# [Exercise]
Look in the data below for the line that contains "Identify one point per instance of the player's hand". Copy that line and the remaining lines exactly.

# [Supplied records]
********************
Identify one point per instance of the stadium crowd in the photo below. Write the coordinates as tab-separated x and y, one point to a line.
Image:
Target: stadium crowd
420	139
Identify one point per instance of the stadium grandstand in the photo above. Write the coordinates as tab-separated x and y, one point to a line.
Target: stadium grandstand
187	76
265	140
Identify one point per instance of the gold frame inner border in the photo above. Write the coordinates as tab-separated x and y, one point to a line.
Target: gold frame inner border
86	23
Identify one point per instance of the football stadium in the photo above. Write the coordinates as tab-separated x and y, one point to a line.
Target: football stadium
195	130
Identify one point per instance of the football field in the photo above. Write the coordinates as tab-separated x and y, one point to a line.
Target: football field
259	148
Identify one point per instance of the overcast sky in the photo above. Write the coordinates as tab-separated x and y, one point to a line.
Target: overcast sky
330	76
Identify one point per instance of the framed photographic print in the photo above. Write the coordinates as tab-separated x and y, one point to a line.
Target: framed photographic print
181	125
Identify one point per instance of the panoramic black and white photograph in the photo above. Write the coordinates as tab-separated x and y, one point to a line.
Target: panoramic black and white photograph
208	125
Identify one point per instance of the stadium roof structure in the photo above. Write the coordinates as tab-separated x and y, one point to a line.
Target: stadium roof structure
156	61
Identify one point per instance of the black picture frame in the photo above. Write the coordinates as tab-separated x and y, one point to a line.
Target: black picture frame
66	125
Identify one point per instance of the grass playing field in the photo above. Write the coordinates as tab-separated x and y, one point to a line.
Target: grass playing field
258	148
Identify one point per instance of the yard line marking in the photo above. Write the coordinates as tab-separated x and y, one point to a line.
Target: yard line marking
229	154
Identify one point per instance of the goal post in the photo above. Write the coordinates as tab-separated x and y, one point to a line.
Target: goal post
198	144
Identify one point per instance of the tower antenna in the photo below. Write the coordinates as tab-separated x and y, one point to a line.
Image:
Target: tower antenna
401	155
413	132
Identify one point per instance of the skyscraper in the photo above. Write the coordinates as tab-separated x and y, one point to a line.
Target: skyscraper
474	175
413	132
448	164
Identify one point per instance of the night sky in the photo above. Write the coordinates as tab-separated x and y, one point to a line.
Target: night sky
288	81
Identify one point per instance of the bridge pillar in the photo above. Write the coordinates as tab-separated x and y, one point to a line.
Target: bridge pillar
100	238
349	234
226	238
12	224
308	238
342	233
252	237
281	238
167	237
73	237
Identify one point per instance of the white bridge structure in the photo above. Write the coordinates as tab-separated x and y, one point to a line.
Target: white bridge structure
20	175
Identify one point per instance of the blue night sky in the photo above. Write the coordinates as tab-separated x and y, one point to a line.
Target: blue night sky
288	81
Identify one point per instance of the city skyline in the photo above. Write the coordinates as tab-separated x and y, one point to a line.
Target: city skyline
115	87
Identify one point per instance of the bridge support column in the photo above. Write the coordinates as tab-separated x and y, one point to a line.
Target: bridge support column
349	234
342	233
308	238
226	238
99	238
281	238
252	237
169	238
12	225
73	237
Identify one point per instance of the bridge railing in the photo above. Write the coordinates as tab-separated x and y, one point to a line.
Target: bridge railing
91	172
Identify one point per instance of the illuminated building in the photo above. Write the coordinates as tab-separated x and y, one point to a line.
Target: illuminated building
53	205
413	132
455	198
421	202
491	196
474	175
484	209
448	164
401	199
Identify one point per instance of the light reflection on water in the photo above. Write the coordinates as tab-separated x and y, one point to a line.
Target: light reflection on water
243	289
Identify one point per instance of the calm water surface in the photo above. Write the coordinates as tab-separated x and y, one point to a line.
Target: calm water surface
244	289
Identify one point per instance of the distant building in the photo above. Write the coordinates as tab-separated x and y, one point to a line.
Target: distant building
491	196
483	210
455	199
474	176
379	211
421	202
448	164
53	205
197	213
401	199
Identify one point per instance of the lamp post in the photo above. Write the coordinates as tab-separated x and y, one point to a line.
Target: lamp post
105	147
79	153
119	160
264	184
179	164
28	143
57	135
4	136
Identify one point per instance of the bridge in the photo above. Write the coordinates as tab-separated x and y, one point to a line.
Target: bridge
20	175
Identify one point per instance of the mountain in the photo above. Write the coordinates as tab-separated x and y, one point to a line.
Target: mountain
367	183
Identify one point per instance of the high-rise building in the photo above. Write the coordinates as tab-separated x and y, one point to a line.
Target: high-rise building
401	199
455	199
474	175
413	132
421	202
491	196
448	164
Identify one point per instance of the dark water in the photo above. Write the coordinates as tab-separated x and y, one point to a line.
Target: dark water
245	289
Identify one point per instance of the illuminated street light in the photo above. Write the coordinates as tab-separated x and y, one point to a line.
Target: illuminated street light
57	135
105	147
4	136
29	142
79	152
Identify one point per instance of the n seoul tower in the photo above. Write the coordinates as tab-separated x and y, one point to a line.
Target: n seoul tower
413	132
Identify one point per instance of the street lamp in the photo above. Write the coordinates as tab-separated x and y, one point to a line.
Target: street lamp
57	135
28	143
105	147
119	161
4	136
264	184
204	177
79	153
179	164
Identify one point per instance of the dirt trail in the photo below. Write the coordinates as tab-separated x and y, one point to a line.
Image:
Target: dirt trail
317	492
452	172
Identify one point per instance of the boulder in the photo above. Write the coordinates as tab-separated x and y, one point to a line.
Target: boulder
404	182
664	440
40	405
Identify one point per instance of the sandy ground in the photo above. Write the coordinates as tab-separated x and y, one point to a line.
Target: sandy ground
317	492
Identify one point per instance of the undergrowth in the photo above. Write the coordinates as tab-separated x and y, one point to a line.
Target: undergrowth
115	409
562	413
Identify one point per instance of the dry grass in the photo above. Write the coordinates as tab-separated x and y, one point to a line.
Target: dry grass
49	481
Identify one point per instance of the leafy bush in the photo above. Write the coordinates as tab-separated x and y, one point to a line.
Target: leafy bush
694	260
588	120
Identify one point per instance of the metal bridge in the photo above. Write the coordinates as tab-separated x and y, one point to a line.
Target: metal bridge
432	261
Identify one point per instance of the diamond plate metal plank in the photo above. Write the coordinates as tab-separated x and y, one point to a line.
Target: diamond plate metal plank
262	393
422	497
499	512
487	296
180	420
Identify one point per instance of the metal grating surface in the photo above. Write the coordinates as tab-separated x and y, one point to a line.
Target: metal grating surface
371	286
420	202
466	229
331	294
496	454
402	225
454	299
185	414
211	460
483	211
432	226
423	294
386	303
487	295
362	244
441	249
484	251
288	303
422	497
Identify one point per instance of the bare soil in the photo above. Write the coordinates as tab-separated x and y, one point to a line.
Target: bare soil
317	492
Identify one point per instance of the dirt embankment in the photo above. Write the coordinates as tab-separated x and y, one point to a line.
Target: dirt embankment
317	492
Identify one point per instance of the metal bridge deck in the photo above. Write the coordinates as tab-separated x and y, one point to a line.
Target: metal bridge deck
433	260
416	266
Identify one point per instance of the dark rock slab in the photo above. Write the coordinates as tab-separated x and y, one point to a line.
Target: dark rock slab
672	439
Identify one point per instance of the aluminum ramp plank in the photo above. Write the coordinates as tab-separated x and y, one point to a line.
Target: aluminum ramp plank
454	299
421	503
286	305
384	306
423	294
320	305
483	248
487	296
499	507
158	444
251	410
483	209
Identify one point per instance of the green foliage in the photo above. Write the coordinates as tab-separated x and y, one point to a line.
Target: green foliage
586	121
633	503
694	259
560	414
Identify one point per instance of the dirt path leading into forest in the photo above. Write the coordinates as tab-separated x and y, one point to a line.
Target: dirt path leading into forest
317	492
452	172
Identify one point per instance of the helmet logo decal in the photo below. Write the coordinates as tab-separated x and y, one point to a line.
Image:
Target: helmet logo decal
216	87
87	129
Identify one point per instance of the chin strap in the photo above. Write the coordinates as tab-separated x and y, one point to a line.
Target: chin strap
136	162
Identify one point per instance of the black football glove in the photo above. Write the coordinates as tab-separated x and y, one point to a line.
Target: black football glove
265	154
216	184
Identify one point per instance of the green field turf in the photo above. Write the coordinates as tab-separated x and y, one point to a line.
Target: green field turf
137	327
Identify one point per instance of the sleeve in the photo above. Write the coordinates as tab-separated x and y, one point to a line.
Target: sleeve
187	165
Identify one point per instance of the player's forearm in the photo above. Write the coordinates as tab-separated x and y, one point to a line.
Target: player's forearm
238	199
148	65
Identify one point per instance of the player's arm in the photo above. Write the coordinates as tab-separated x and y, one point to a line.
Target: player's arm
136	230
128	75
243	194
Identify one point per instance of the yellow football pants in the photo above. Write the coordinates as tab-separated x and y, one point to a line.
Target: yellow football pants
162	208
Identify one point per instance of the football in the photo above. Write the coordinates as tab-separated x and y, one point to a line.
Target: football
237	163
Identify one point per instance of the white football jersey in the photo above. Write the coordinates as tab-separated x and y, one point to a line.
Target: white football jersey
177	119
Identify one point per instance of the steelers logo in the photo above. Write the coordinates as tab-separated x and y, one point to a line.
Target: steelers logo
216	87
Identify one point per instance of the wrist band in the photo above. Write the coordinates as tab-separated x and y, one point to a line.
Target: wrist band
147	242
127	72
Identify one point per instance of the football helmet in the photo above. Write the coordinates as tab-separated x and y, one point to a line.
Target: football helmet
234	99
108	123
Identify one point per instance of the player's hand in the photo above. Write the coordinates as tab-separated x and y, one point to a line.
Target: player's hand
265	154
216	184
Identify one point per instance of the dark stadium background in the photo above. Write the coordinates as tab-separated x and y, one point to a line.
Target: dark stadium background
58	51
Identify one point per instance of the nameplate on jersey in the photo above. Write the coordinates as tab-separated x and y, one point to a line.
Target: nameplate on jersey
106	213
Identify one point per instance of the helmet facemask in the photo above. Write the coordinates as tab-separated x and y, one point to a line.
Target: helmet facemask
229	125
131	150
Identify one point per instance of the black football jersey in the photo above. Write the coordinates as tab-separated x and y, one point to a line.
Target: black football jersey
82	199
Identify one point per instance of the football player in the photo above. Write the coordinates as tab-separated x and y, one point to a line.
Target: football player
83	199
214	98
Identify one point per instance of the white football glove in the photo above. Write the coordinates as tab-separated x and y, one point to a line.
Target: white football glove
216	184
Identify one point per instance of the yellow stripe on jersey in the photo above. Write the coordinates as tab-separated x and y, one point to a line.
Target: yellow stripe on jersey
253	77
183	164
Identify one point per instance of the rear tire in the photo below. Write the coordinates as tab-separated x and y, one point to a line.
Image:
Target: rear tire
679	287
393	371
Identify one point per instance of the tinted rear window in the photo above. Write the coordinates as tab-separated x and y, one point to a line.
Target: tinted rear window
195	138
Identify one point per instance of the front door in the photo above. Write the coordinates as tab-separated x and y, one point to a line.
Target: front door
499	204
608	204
********************
# [Answer to the problem]
Identify one point per instance of the player's hand in the photo above. Write the coordinates as tab-separated x and y, one point to a line.
Target: player's hand
265	154
216	184
Identify one point per instance of the dark stadium background in the photo above. Write the coordinates as tab-separated x and y, one point to a line.
Target: dark stadium background
58	51
Identify one point per instance of the nameplate on jersey in the photo above. Write the coordinates as tab-separated x and y, one point to a line.
Target: nameplate on jersey
106	213
Identify one point per instance of the helmet facemask in the photo above. Write the coordinates as tab-separated x and y, one point to a line.
Target: helmet facemask
229	125
131	150
Identify one point per instance of the black football jersey in the photo above. Write the coordinates as tab-separated x and y, one point to a line.
Target: black football jersey
82	199
Identify one point per instance of the football player in the photo above. Write the coordinates as tab-separated x and y, one point to a line.
Target: football player
83	199
214	98
Identify one point per instance of the white football glove in the photo above. Write the coordinates as tab-separated x and y, one point to a line.
Target: white football glove
216	184
Identify one point per instance of the yellow stripe on jersey in the photo above. Write the coordinates as tab-separated x and y, one point to a line.
Target: yellow stripe on jersey
253	77
183	164
Identify one point per instance of the rear tire in the photo below. Write the coordinates as tab-separated x and y, one point to a line.
Image:
Target: rear tire
679	287
393	371
Identify one point per instance of the tinted rear window in the photo above. Write the coordinates as tab-separated x and y, one point to a line.
Target: tinted rear window
195	138
Identify one point per instance of the front door in the photo above. Write the coordinates as tab-separated x and y, one point to a line.
Target: front door
499	204
608	204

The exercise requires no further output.